*** TEXTE SOURCE ***

Lorsqu'un article doit être fabriqué et que tous les matériaux sont fournis par la personne pour qui le travail doit être fait, il est évident qu'il ne peut y avoir aucune vente à moins qu'il y ait un transfert particulier de matériaux suivi du rachat du produit. Si chaque partie fournit certains matériaux ou composants, le tribunal doit déterminer laquelle des parties a fourni les « principaux matériaux » ; il s'ensuit alors que les matériaux fournis par l'autre partie sont transférés par accession au propriétaire des principaux matériaux. On a statué que la question de savoir quels sont les principaux matériaux relève de l'ensemble des circonstances et que leur valeur relative n'est pas déterminante. [Notes de bas de page omises.]

Les auteurs formulent ensuite une analogie qui doit être soulignée. Lorsqu'un écrivain apporte un manuscrit à un éditeur et que celui-ci crée un livre à partir de matériaux qui sont sa propriété, y a-t-il vente d'un bien ou fourniture d'ouvrage et de matériaux quand le produit final est livré à l'écrivain? Les auteurs de l'ouvrage Benjamin's Sale of Goods estiment qu'il serait exceptionnel de conclure que l'éditeur a été engagé dans le cadre d'un contrat de vente de marchandises. Si l'employeur fournit les principaux matériaux, le contrat doit être un contrat de fourniture d'ouvrage et de matériaux. Au paragraphe 46, les auteurs énoncent ensuite que, dans le cas où le travail ou le talent entrent en jeu dans la fabrication des marchandises livrées, il est possible, et souvent correct, de considérer que le contrat vise « essentiellement » les services du travailleur. À mon point de vue, ce principe général est utile quand les deux parties au contrat fournissent des matériaux qui pourraient être vus comme les principaux matériaux dans l'exécution du contrat. S'il est difficile de décider quels sont les principaux matériaux, l'importance du talent et de l'expertise du travailleur pourrait être déterminante afin qu'on puisse décider s'il s'agissait de la fourniture d'un service.

[26]     La notion de « principaux matériaux » est utile dans le présent appel. J'ai précisé plus tôt que le montage d'un poisson était la fourniture d'un bien meuble corporel même si la peau véritable du poisson est employée dans la naturalisation. La peau du poisson n'a aucune importance relativement au mannequin, aux laques, aux peintures et aux autres matières connexes ainsi qu'au talent et aux qualités artistiques que nécessite la fabrication du montage. Une preuve nous en convainc, soit que la plupart des montages de poissons vendus sont des répliques n'utilisant pas la peau des poissons. Lorsque la peau du poisson est employée, elle se fusionne au bien de l'appelante. Le transfert de la peau de poisson à l'appelante survient par accession et le montage est ensuite vendu au client.

*** DONNÉES FOURNIES ***

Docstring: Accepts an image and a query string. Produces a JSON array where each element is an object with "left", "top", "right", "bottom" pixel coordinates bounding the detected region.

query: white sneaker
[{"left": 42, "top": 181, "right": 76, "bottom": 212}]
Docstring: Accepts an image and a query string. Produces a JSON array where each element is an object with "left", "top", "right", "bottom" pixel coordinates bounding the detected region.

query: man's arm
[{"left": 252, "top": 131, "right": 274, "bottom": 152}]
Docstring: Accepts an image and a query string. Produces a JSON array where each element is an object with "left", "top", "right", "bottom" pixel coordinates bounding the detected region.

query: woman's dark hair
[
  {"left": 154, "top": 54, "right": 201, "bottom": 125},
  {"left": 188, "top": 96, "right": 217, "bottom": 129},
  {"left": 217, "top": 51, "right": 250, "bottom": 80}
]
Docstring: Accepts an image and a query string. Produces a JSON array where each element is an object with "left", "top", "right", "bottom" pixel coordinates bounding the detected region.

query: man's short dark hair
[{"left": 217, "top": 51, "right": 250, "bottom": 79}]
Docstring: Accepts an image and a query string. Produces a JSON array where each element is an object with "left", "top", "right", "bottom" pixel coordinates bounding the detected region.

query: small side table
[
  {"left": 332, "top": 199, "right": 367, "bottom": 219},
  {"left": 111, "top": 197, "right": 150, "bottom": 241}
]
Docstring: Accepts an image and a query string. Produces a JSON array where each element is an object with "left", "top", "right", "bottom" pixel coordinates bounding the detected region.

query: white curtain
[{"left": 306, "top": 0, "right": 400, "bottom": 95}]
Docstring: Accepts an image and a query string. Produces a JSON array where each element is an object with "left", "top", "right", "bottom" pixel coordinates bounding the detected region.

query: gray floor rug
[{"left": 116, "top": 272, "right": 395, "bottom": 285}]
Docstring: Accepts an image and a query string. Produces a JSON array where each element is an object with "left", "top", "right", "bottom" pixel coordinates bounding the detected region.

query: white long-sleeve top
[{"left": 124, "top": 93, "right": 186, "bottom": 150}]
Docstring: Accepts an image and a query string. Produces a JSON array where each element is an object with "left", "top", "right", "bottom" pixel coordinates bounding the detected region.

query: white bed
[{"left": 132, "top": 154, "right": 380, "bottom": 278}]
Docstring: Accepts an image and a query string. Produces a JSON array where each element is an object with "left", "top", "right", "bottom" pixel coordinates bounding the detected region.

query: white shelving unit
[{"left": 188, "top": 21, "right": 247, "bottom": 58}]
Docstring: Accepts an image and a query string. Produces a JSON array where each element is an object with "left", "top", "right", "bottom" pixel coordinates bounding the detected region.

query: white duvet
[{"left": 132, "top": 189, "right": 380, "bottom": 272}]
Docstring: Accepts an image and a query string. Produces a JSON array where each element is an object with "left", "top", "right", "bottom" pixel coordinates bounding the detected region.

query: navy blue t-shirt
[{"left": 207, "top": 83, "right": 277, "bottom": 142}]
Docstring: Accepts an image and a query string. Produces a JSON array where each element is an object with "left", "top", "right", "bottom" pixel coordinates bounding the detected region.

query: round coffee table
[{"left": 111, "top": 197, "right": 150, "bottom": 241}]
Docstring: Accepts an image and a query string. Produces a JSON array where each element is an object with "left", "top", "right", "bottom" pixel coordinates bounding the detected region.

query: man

***

• [TÂCHES]:
**1.** Dans le texte source sur le montage de poissons, relevez toutes les choses face auxquelles la peau du poisson est dite sans importance.
**2.** Indiquez si chacun des énoncés suivants concorde avec le texte source sur le montage de poissons, en répondant par oui ou non et en citant les mots décisifs du texte.
(a) La valeur relative des matériaux permet de trancher la question des principaux matériaux.
(b) La plupart des montages de poissons vendus n'utilisent pas la peau des poissons.
(c) Selon les auteurs de Benjamin's Sale of Goods, il serait courant de conclure que l'éditeur a été engagé par un contrat de vente de marchandises.
**3.** Rédigez la suite du texte source sur le montage de poissons, à partir de sa dernière phrase.

• [RÉPONSES]:
**1.**
le mannequin
les laques
les peintures
les autres matières connexes
le talent
les qualités artistiques

**2.**
(a) Non : « leur valeur relative n'est pas déterminante »
(b) Oui : « la plupart des montages de poissons vendus sont des répliques n'utilisant pas la peau des poissons »
(c) Non : « il serait exceptionnel de conclure que l'éditeur a été engagé dans le cadre d'un contrat de vente de marchandises »

**3.**
[27]     Dans le cas d'autres montages d'animaux, il manque des preuves similaires quant au peu d'importance des spécimens ou des pièces que fournit le chasseur. Les exemples de commandes de montages utilisant des remplacements de spécimens endommagés et de ventes de spécimens abandonnés semblent être l'exception. Il n'y a aucune preuve neutre du point de vue de l'appelante, soit que ses matériaux constituent les principaux matériaux liés à ses services. De fait, les éléments de preuve indiquent le contraire. Pour ce qui est des montages d'animaux, l'appelante ne pourrait exercer finalement aucune activité si les chasseurs ne concluaient pas de contrats visant la naturalisation de leurs biens, c'est-à-dire leurs spécimens. Les spécimens sont les principaux matériaux. Bien que la fourniture de marchandises par l'appelante soit importante, les spécimens des chasseurs revêtent une importance primordiale pour les chasseurs et l'appelante. Celle-ci ne s'est certainement pas acquittée de son obligation de prouver le contraire.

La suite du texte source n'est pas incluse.